Go through the following data and transcribe exactly the stretch of lines from the one holding "negative clicks: (101, 16)" to the one holding "positive clicks: (126, 111) (126, 105)", both included.

(Beginning of PROVIDED DATA)

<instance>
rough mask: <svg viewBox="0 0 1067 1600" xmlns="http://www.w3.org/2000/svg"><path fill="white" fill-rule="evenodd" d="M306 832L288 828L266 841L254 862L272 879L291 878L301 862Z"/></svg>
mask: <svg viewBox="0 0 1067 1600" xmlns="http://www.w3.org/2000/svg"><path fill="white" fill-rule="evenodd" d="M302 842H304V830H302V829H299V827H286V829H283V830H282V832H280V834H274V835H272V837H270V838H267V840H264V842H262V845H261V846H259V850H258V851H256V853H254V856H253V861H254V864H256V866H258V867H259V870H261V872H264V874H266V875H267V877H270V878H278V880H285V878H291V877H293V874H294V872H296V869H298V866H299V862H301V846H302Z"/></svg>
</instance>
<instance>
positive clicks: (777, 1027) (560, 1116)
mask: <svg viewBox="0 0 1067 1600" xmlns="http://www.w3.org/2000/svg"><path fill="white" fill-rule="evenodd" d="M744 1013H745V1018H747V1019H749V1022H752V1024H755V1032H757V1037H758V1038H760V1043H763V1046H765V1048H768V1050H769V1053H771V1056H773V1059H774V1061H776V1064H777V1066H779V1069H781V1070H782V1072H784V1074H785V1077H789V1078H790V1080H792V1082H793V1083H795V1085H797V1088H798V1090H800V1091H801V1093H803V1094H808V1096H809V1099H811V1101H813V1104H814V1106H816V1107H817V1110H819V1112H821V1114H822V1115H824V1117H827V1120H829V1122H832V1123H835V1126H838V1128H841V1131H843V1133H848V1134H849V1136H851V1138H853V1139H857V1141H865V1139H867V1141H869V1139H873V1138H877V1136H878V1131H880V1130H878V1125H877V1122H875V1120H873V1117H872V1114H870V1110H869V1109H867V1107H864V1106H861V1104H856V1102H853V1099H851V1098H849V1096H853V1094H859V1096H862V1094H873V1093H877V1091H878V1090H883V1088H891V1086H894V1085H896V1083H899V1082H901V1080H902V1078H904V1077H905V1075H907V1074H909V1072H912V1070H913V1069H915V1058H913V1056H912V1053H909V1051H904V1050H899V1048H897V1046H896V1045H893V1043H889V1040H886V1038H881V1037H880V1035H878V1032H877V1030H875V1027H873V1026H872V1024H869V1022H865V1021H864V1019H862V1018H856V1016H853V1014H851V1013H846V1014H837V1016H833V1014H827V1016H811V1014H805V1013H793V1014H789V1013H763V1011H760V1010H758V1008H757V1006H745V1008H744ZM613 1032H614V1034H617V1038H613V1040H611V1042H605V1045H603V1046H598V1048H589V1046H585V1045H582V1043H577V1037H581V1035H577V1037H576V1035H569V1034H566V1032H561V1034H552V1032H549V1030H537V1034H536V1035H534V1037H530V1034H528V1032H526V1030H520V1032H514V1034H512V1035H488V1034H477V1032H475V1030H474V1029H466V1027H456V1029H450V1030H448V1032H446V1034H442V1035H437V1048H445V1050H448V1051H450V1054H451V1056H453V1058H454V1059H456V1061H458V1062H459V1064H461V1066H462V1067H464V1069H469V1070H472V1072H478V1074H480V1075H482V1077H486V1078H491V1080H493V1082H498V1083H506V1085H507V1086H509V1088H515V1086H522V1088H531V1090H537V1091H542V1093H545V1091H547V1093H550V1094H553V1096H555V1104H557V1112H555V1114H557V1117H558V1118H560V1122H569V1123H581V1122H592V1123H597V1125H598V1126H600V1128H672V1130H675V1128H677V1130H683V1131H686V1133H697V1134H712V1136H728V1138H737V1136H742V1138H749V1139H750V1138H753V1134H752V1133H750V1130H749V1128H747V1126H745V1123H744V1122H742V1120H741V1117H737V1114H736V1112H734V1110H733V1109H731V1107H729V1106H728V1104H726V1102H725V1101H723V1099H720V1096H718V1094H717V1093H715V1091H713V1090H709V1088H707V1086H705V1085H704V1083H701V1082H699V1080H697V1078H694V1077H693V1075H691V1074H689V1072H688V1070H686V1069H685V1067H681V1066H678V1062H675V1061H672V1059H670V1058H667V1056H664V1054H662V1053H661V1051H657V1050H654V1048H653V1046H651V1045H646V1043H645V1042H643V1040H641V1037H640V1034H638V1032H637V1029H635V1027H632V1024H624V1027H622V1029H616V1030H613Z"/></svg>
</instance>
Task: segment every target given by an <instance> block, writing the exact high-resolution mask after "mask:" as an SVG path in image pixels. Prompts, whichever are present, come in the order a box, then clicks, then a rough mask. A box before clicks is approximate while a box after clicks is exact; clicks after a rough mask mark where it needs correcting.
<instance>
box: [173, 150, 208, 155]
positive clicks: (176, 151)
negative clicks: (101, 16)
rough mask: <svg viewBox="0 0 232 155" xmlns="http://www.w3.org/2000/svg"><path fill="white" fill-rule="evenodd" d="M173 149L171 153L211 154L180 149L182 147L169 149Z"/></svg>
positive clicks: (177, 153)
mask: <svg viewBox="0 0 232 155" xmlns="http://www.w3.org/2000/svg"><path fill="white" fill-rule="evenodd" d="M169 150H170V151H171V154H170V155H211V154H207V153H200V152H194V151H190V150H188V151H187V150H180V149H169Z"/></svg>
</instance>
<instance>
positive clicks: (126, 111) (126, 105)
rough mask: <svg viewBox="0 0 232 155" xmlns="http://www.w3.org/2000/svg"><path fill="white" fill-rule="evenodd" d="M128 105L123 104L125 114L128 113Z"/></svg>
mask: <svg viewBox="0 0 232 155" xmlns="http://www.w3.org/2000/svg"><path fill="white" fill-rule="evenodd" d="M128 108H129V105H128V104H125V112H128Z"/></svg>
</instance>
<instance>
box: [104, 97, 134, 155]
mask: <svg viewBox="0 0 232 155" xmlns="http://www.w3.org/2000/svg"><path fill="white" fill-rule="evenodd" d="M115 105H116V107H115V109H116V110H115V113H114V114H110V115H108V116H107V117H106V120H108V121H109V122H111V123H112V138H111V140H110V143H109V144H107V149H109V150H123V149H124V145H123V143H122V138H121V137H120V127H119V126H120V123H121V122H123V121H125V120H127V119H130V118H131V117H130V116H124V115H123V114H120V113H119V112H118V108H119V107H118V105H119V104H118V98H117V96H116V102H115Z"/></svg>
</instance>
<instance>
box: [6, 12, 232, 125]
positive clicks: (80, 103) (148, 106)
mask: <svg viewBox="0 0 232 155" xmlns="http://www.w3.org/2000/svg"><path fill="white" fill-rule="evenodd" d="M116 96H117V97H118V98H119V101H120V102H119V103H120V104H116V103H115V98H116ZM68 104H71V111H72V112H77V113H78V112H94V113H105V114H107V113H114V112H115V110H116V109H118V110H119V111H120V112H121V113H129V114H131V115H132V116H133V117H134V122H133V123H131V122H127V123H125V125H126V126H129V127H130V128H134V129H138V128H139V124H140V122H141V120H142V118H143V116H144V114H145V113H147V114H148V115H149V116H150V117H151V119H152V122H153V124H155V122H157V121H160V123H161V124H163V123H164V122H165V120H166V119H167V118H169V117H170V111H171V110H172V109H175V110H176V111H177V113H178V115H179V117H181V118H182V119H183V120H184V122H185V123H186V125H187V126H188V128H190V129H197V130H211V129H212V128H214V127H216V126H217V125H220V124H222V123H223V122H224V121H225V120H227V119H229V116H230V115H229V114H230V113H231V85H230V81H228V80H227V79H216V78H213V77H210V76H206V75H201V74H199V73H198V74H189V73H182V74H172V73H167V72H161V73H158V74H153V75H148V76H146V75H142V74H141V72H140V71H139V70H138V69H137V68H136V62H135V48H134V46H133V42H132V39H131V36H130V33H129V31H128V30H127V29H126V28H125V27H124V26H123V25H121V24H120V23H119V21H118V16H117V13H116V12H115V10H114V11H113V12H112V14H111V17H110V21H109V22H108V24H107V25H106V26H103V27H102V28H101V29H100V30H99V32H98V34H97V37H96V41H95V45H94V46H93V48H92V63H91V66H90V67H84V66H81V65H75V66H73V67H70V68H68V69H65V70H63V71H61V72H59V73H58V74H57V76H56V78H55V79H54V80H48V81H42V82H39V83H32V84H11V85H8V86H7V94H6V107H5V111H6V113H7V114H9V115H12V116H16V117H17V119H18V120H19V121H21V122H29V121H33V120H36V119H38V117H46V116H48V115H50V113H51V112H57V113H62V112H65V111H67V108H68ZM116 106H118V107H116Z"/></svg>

(End of PROVIDED DATA)

→ EXERCISE ANSWER:
negative clicks: (101, 16)
rough mask: <svg viewBox="0 0 232 155" xmlns="http://www.w3.org/2000/svg"><path fill="white" fill-rule="evenodd" d="M173 149L171 153L211 154L180 149L182 147L169 149Z"/></svg>
positive clicks: (177, 153)
mask: <svg viewBox="0 0 232 155" xmlns="http://www.w3.org/2000/svg"><path fill="white" fill-rule="evenodd" d="M169 150H170V151H171V154H170V155H211V154H207V153H200V152H194V151H190V150H188V151H187V150H180V149H169Z"/></svg>
</instance>
<instance>
positive clicks: (126, 111) (126, 105)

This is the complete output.